- **Exercise**
Write the next part of the text about StrongDM's Level 6 software factory, starting after its final quoted line about token spending.

- **Passage for review**
Probabilistic satisfaction replaces binary pass/fail. Instead of “did all tests pass?” the factory measures: “Of all the observed trajectories through all the scenarios, what fraction of them likely satisfy the user?”

This probabilistic framing acknowledges that software correctness is not binary. A system can satisfy 99% of user journeys while failing edge cases. Level 6 makes this tradeoff explicit and measurable before humans accept the system for operational use.

Digital Twin Universe (DTU) enables unlimited testing. Software rarely operates in isolation. Modern applications integrate with Okta, Jira, Slack, Google Workspace, and dozens of other services. Testing against production APIs has limits: rate limiting, API costs, inability to test failure modes.

StrongDM’s DTU creates behavioral clones of third-party services. This enables testing at volumes exceeding production limits, safe failure mode testing, and running thousands of scenarios per hour without rate limiting or API costs. The DTU makes validation possible that would be impossible against real services.

The DTU is perhaps the most significant infrastructure investment required for Level 6. Without it, scenario-based validation cannot achieve the coverage necessary to replace human code review.

The Convergence Model

StrongDM describes their factory as a system where “specs + scenarios drive agents that write code, run harnesses, and converge without human review.” The key word is converge.

Unlike traditional development where code is written once and reviewed, the factory operates iteratively. Agents generate code, run it against scenarios, observe failures, and generate improved versions. This cycle repeats until the satisfaction metrics reach acceptable thresholds.

This convergence model is only possible because of recent advances in LLM reliability. StrongDM credits Claude 3.5 (October 2024) with achieving “compounding correctness rather than error” in long-horizon coding workflows. Earlier models would accumulate errors over extended sessions, making convergence impossible. Recent models can maintain coherence across thousands of iterations.

The combination of Cursor’s YOLO mode (continuous agent iteration without human confirmation) and reliable long-horizon models created the technical foundation for Level 6.

The Economics of Level 6

StrongDM suggests a provocative cost baseline:

“If you haven’t spent at least $1,000 on tokens today per human engineer, your software factory has room for improvement.”

- **Given information**

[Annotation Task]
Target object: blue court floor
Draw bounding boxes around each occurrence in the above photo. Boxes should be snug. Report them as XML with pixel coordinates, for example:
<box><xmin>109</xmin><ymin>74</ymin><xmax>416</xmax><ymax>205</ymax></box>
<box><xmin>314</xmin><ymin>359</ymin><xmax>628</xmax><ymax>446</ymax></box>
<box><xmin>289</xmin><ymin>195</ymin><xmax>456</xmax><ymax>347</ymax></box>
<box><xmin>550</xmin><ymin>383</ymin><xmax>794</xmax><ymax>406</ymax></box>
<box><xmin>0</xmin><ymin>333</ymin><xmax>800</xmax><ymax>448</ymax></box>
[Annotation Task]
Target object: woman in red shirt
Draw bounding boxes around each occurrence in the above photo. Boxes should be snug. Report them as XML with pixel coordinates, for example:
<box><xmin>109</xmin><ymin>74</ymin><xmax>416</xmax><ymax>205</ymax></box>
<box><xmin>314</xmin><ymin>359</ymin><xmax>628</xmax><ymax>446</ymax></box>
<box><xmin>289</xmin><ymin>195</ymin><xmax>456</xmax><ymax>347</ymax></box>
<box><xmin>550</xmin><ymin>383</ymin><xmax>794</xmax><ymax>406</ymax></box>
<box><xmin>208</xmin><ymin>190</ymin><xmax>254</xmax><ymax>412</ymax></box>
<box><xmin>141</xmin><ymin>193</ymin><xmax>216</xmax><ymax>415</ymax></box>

- **Expected output**
At $1,000/day per engineer, a 10-person team spends $200,000/month on tokens alone—before infrastructure, tooling, or salaries. This is dramatically higher than Level 3-5 token costs.

Simon Willison, in his analysis of the Software Factory, raises the obvious concern:

“If these patterns really do add $20,000/month per engineer to your budget they’re far less interesting to me.”

The economics only work if the productivity gains exceed the costs. StrongDM’s implicit claim is that autonomous coding and review delivers enough value to justify the investment. But this remains unproven at scale across industries.

What Level 6 Requires

Level 6 is not achievable by simply removing human review from Level 5. It requires fundamentally different validation infrastructure:

Scenario libraries. Comprehensive end-to-end user stories that define what “working software” means. These must be maintained separately from the codebase and cover edge cases that would traditionally rely on human judgment.

Digital Twin infrastructure. Behavioral clones of all external services the software interacts with. This is a significant engineering investment, potentially as complex as the software itself.

Satisfaction metrics. Systems for measuring probabilistic user satisfaction across scenario trajectories. This requires instrumentation, measurement frameworks, and thresholds that define “good enough.”

Governance policies. Clear rules for what requires human escalation before production exposure. Even Level 6 systems need escape hatches for truly novel situations, security incidents, or regulatory requirements.

Provenance and auditability. When no human reviews code, you need perfect records of which agent made which change, which prompt caused it, which model version was used, and why. Compliance and debugging both depend on this.

Level 7: Autonomous Operations

Defining characteristic: Autonomous systems not only generate and validate code, but also operate software in production: deployment, monitoring, rollback, remediation, incident response, and policy enforcement run without routine human gates.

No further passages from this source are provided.